__Task directions__. Write out the entries, please, from the line containing "the power line" through their final line, exactly and with nothing else.

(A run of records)
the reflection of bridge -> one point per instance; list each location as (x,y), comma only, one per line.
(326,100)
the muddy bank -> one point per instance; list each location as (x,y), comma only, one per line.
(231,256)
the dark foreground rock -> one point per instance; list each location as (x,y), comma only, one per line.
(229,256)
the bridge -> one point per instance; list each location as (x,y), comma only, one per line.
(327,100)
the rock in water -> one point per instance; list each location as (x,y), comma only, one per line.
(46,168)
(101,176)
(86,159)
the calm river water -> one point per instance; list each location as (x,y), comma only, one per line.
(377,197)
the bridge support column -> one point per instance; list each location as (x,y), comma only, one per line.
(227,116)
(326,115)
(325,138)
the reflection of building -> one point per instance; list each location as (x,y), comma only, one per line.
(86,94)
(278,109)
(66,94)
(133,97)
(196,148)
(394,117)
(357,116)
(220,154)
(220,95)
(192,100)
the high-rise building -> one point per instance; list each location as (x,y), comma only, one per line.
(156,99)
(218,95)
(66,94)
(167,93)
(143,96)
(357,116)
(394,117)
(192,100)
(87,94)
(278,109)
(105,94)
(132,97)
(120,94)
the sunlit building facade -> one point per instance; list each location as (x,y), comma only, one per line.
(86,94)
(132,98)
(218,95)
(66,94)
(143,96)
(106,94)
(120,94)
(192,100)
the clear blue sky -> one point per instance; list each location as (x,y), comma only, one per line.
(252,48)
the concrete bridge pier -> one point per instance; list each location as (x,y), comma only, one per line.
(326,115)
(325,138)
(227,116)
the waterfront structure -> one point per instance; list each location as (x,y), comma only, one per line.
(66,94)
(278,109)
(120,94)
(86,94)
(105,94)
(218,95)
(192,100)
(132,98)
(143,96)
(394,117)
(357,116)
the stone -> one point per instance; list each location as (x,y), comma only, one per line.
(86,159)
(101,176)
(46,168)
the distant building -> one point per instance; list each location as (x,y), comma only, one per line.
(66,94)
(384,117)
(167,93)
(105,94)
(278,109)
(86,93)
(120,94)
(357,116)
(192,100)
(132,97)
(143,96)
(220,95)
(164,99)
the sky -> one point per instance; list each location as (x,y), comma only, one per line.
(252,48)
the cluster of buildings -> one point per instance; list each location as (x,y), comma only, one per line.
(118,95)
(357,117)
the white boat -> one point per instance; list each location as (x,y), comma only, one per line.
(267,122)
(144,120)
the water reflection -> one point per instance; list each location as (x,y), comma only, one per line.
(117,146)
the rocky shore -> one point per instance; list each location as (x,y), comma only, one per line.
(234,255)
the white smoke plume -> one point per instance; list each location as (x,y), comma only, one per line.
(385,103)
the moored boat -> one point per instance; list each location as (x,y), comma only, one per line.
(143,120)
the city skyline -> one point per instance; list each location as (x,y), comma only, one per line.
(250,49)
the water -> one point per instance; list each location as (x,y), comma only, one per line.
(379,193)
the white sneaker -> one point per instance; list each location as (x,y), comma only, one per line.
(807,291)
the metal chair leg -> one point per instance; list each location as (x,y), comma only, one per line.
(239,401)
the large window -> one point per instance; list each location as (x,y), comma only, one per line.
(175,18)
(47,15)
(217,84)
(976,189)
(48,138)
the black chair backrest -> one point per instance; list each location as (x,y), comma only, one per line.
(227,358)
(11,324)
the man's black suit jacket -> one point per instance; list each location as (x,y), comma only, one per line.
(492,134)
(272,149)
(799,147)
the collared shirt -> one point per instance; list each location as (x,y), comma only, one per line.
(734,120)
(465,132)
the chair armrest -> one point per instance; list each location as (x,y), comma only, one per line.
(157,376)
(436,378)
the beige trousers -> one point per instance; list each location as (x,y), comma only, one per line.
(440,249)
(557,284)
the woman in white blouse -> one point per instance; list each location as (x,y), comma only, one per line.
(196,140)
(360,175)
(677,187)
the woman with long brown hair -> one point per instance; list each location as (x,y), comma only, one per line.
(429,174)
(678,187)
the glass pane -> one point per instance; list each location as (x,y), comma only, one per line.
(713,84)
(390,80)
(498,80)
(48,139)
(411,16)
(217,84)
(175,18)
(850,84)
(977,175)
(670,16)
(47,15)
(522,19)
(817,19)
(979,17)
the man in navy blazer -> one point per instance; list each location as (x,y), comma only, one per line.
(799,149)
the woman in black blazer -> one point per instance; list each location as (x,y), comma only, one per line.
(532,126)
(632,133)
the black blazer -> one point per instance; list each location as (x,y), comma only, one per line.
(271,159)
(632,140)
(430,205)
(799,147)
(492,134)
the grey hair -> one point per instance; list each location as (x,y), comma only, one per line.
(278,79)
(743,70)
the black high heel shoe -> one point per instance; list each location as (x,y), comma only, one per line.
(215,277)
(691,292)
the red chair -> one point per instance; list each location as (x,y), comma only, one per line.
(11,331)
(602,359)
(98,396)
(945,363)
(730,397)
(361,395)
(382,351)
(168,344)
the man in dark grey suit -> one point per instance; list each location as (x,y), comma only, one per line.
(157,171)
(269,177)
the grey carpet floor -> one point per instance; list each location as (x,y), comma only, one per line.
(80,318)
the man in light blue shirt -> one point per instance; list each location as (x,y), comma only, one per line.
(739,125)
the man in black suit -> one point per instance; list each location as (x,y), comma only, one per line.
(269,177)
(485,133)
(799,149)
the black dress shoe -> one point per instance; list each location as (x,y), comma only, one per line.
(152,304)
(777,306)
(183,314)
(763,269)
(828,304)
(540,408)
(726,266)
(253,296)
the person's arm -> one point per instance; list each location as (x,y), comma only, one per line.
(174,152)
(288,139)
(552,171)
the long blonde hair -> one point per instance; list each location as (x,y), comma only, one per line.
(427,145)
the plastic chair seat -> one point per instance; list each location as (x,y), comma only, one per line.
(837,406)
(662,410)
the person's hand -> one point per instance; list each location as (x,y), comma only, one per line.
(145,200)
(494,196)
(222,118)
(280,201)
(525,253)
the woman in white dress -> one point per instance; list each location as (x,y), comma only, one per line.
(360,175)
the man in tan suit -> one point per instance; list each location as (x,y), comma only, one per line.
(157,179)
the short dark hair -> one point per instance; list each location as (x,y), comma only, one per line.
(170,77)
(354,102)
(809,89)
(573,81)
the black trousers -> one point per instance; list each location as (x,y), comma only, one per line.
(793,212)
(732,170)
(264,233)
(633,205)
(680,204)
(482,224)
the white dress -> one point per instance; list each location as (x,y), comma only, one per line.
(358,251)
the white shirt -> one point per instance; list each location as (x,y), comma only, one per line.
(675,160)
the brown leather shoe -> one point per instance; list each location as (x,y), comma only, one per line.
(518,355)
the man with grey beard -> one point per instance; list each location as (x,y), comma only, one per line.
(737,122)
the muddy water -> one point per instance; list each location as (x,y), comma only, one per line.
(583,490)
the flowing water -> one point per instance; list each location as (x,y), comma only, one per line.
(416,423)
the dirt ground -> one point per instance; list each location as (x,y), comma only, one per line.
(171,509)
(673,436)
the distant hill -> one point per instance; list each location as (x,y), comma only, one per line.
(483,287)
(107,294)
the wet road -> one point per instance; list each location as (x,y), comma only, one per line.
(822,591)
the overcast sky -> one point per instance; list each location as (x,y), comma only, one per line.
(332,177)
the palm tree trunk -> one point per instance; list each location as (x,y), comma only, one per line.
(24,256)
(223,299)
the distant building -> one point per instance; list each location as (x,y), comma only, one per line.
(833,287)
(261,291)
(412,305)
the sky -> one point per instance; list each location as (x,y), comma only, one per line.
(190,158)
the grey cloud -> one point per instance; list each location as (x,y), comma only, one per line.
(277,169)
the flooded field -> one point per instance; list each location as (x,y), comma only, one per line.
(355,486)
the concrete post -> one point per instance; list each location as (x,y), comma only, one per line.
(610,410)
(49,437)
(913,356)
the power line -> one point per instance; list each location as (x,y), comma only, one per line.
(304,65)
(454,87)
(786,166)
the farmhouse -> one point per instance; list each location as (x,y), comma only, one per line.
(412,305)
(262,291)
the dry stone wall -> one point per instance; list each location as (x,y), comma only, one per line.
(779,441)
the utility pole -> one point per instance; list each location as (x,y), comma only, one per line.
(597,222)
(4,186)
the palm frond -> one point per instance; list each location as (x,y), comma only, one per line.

__Complete response__.
the power line -> one point per instance; list each location as (x,y), comma only, one per line.
(304,65)
(454,87)
(786,166)
the farmhouse -> one point per instance; list each location as (x,y), comma only, one per line.
(412,305)
(262,291)
the dry stone wall -> one point per instance; list each location as (x,y), comma only, one per line.
(779,441)
the utility pole -> one point per instance; list each location as (x,y), comma only, one per line.
(597,222)
(4,186)
the palm frond -> one point per instance; list each location as (x,y), comma only, one per line.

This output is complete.